TASK DESCRIPTION - Print the data below line for line without changing anything, and leave the pictures out of what you print.

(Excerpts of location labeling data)
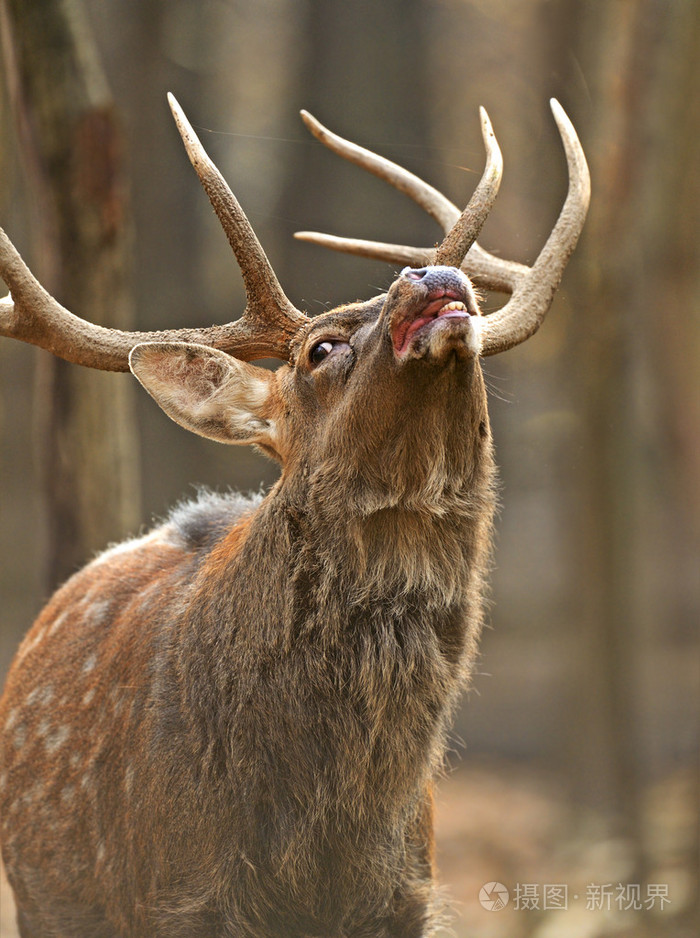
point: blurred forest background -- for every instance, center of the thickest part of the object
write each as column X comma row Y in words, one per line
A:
column 576, row 753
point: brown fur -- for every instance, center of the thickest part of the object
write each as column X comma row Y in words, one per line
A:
column 231, row 727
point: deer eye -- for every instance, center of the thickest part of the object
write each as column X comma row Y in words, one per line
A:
column 322, row 350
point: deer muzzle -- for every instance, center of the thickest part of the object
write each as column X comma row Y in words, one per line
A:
column 435, row 313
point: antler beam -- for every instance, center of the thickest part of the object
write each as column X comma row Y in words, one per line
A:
column 266, row 329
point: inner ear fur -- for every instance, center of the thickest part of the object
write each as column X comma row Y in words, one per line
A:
column 207, row 391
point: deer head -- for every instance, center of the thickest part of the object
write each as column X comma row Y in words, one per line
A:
column 414, row 348
column 273, row 678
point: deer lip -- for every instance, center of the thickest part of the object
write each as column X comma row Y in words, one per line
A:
column 445, row 307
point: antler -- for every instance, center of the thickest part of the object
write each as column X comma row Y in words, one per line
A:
column 266, row 329
column 531, row 288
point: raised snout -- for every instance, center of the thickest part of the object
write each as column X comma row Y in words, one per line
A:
column 430, row 311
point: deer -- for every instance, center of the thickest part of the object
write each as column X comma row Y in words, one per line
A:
column 232, row 724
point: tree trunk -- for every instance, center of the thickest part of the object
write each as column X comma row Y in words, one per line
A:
column 71, row 147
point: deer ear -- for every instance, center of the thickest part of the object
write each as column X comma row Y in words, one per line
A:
column 208, row 391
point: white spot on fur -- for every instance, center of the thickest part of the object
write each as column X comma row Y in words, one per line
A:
column 41, row 695
column 129, row 779
column 56, row 738
column 58, row 622
column 11, row 719
column 133, row 544
column 30, row 643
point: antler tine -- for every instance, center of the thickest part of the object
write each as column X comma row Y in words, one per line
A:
column 523, row 313
column 266, row 328
column 532, row 288
column 267, row 302
column 466, row 229
column 429, row 199
column 486, row 269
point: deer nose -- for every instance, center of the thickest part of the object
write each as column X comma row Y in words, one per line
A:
column 436, row 278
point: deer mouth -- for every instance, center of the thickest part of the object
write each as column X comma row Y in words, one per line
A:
column 444, row 308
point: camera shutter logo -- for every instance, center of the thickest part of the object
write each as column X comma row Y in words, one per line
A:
column 493, row 897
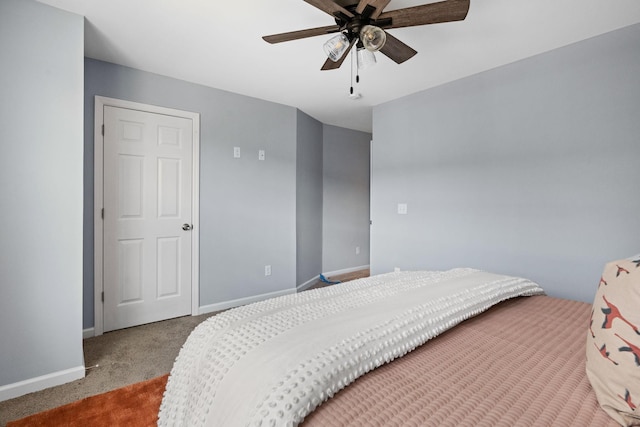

FINISHED ANSWER -
point: blurred forest background -- for every instance, center of the thickest part of the object
write each as column X comma row Y in words, one per line
A:
column 576, row 753
point: brown fur -- for every instance, center of the thickest part of the object
write each as column X comma row Y in words, one per line
A:
column 231, row 727
point: deer eye -- for every instance, center of the thickest part of the object
write each as column X comma row Y in words, one per line
A:
column 322, row 350
point: deer muzzle -- for every instance, center of the thickest part of the object
write each as column X comma row Y in words, one per line
A:
column 435, row 313
point: antler beam -- for every instance, center of the thickest part of the object
write each as column X comma row Y in words, one per line
A:
column 266, row 329
point: inner ear fur -- for every instance, center of the thickest part of the object
write each as column X comma row Y in words, one per line
A:
column 207, row 391
point: deer head -- for every instance, center of the thickest part of the object
write each as column X comma row Y in words, one per line
A:
column 414, row 348
column 273, row 678
point: deer lip -- for every instance, center of the thickest part of the object
write each as column X comma row Y in words, one per line
A:
column 445, row 307
point: antler -- for every instance, center of the thickest part of the object
write each as column X comma row Y in words, one per line
A:
column 266, row 329
column 531, row 288
point: raised snout -- for every instance, center of the thickest part of the object
write each as column X comma row Y in words, one per line
A:
column 430, row 311
point: deer -- for every instance, center of the thickest part of the object
write each as column X comma row Y in words, one per line
A:
column 232, row 724
point: tree trunk -- for every instance, center of the thickest part of the object
write each as column X comma row Y in words, one per line
A:
column 71, row 147
point: deer ear -- for every instance, center of the thickest part of the object
write each as column X comma row Y in words, one per line
A:
column 208, row 391
point: white spot on fur -- for every instance, center of the thickest part of the object
write each as column X comma row Y in words, one per line
A:
column 41, row 695
column 129, row 779
column 56, row 738
column 58, row 622
column 11, row 719
column 133, row 544
column 30, row 643
point: antler tine -- for every instance, center of the thickest part of the object
write each as column X comma row Y in words, one per line
A:
column 523, row 313
column 266, row 328
column 532, row 288
column 267, row 302
column 466, row 229
column 429, row 199
column 486, row 269
point: deer nose -- for every instance, center of the thickest part of the object
write each as column X comma row Y in words, one per line
A:
column 436, row 278
point: deer mouth -- for every instance, center of the thickest part of the object
write each as column X comma row Y in words, one per line
A:
column 444, row 308
point: camera shutter logo -- for every instance, center of the thickest part of the object
write each as column X comma row Y in words, one per line
A:
column 493, row 897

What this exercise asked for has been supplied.